Checking In With A Bare Minimum Of THINGS:
Went to see
P.S. at some point recently. I think it was almost two weeks ago now. I liked it. Sometimes I was baffled, but mostly I had a sense that it was a quality thing. I very much liked that it wasn't hideous and smug in that Oprah-esque "oooh, she's older than him. Isn't that DARING? And really, ABOUT TIME! You go girlfriend" way (more on Oprah being shit later). However, despite accomplishing this amazing feat in our otherwise hideous and smug modern times, Leah still really really hated it, and I'm sure she would like her disapproval to be widely reported. Guy, however, liked it. But do NOT tell Leah that. If you do see her, what you CAN tell her is that she gives good gift (and somehow manages to find inspiration for potential cottage industries at the same time).
Guy also gives good gift. This time it was
Kate Bush's
Hounds of Love/The Ninth Wave, which made Leah roll her eyes. She has been on the receiving end of Kate Bush a few times, and is not yet converted. I however have no complaints, being already converted, and having enjoyed Guy's sound gift-giving record for years now, beginning with Bjork's
Vespertine, then Christina Aguilera's
Stripped, then a Bjork music video DVD, and now this fine Kate Bush album. I love it, by the way, mister. Especially
Under Ice,
Waking The Witch, and
Watching You Without Me (that one is totally my favourite).

Goal A
Set down the passage of the blog post between "Checking In With" and "the same time).", inclusive, with its wording unchanged.

Provided entries

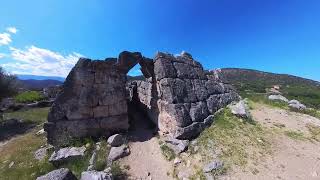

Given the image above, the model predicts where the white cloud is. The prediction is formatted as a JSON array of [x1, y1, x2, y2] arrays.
[[0, 33, 12, 46], [3, 46, 83, 77], [0, 53, 7, 59], [6, 27, 18, 34]]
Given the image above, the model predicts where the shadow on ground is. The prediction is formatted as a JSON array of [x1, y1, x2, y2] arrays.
[[0, 119, 36, 142]]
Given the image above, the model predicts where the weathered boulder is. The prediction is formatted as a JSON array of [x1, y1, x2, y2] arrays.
[[107, 145, 130, 163], [37, 168, 77, 180], [288, 99, 307, 110], [44, 52, 142, 145], [80, 171, 112, 180], [107, 134, 124, 147], [135, 52, 239, 139], [268, 94, 289, 102], [229, 100, 250, 118], [203, 161, 223, 173], [49, 147, 86, 166], [44, 52, 239, 145]]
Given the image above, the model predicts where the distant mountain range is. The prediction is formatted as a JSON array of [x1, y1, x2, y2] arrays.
[[17, 75, 65, 90], [17, 74, 65, 82], [218, 68, 320, 109], [220, 68, 320, 88]]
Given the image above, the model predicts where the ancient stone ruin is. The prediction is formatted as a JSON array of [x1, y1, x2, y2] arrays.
[[45, 52, 239, 145]]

Goal B
Extract, word for word, the lines of the records from the one containing "Given the image above, the model predicts where the ancient" through the end of the records.

Result A
Checking In With A Bare Minimum Of THINGS:
Went to see
P.S. at some point recently. I think it was almost two weeks ago now. I liked it. Sometimes I was baffled, but mostly I had a sense that it was a quality thing. I very much liked that it wasn't hideous and smug in that Oprah-esque "oooh, she's older than him. Isn't that DARING? And really, ABOUT TIME! You go girlfriend" way (more on Oprah being shit later). However, despite accomplishing this amazing feat in our otherwise hideous and smug modern times, Leah still really really hated it, and I'm sure she would like her disapproval to be widely reported. Guy, however, liked it. But do NOT tell Leah that. If you do see her, what you CAN tell her is that she gives good gift (and somehow manages to find inspiration for potential cottage industries at the same time).

Result B
Given the image above, the model predicts where the ancient stone ruin is. The prediction is formatted as a JSON array of [x1, y1, x2, y2] arrays.
[[45, 52, 239, 145]]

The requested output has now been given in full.